## WORK ORDER
From the records below, set down exactly the lines starting with the line that contains "point(474, 83)" and going on through the line that contains "Task: If you could identify the white door". Nothing else is wanted.

Data excerpts
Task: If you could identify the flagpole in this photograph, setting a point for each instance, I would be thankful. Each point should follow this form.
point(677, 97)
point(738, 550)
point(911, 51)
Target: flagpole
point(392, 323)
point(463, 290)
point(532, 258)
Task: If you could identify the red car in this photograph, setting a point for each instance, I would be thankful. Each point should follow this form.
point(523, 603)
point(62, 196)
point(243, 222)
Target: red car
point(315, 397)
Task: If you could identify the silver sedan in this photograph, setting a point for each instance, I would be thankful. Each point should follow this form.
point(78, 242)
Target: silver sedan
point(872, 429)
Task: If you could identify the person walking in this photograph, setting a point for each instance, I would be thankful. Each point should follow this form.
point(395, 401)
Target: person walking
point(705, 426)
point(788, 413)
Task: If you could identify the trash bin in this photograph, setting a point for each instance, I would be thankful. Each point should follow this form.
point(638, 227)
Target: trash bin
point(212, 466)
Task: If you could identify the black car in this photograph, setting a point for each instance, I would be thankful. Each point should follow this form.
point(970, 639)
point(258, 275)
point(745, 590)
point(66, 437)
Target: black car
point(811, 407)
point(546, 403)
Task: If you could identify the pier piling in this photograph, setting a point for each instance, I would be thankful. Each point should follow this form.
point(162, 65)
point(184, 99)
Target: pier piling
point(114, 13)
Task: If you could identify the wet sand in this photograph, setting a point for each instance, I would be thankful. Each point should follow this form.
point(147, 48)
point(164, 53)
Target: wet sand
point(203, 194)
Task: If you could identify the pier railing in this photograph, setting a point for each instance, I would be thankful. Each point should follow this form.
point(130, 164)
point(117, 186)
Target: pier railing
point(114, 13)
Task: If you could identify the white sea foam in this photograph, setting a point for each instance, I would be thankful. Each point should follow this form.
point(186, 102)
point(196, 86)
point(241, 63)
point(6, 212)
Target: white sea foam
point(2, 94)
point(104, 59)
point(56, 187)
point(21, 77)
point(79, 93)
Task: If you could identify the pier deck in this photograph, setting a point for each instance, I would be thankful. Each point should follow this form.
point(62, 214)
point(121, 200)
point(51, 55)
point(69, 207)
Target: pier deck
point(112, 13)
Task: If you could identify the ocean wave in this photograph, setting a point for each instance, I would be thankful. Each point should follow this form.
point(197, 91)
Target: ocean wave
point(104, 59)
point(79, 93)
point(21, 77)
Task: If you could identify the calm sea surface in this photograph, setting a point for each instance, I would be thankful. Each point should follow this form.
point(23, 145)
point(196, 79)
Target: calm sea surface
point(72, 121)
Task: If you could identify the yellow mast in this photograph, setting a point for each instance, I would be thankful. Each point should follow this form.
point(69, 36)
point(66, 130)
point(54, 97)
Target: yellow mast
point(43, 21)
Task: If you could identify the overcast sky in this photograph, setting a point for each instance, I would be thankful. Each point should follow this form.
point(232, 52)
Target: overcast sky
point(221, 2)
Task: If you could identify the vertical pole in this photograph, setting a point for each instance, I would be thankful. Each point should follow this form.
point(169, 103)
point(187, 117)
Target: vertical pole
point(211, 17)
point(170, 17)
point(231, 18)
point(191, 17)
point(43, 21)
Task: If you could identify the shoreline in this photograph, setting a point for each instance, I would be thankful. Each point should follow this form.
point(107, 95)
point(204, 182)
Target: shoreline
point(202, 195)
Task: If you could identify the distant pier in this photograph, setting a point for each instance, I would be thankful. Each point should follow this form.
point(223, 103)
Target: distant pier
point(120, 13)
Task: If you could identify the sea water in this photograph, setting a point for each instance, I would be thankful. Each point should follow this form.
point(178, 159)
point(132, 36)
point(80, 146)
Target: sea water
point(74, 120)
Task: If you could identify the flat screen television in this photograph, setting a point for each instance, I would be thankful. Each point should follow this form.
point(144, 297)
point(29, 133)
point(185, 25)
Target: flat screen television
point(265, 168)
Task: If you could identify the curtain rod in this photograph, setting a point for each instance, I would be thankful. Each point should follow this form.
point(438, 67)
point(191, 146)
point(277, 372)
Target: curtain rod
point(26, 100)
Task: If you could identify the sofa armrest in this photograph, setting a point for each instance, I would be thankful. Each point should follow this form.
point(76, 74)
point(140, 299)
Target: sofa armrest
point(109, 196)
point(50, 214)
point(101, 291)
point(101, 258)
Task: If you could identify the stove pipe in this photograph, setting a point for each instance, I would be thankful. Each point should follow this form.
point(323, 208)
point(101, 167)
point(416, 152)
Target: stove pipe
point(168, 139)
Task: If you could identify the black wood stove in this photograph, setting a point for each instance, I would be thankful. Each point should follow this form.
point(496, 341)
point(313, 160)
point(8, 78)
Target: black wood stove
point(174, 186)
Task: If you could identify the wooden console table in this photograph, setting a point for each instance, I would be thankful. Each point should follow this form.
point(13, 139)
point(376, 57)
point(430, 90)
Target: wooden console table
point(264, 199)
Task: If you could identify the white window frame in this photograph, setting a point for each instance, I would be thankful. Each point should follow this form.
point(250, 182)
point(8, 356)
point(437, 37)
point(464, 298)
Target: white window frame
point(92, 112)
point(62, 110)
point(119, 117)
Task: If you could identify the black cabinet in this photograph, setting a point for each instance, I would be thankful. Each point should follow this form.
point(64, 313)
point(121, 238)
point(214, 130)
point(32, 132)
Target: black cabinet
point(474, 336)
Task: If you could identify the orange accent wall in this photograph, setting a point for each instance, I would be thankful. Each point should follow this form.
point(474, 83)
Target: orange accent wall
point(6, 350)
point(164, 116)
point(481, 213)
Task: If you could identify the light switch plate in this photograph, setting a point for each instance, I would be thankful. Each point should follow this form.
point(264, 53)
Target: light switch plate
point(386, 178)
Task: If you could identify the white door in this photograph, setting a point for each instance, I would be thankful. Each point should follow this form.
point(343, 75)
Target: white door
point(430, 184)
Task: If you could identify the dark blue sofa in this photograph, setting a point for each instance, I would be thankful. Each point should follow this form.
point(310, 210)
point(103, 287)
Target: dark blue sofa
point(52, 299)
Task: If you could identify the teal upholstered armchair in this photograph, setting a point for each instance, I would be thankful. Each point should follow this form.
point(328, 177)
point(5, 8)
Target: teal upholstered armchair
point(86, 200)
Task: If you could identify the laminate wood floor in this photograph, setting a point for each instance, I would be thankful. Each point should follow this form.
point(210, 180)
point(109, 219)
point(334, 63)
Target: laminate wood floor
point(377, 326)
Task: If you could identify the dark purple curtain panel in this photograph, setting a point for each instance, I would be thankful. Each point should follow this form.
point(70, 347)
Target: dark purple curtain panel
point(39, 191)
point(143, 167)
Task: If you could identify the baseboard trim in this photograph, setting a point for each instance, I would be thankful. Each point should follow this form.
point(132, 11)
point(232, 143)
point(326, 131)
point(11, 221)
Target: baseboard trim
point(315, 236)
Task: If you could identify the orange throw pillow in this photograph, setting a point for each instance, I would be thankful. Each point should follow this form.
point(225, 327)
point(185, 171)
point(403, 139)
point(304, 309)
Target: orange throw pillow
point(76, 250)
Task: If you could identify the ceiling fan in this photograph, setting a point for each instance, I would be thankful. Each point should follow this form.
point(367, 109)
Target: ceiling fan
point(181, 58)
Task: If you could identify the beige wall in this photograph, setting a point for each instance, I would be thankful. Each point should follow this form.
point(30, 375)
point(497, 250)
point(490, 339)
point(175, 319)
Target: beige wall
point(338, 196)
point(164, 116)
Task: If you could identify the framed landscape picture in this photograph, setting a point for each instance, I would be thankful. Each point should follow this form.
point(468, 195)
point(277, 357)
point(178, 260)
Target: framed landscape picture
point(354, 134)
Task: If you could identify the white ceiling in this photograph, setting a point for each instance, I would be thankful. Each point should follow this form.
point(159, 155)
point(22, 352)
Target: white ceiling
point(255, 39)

## WRITTEN SOLUTION
point(474, 83)
Target: orange accent wall
point(6, 350)
point(164, 116)
point(481, 213)
Task: If you could identify the light switch plate in this photograph, setting a point for each instance, I would be thankful. Each point should follow this form.
point(264, 53)
Target: light switch plate
point(386, 178)
Task: If you could identify the white door in this photograph, setting a point for each instance, I would be thankful. Each point should follow this form.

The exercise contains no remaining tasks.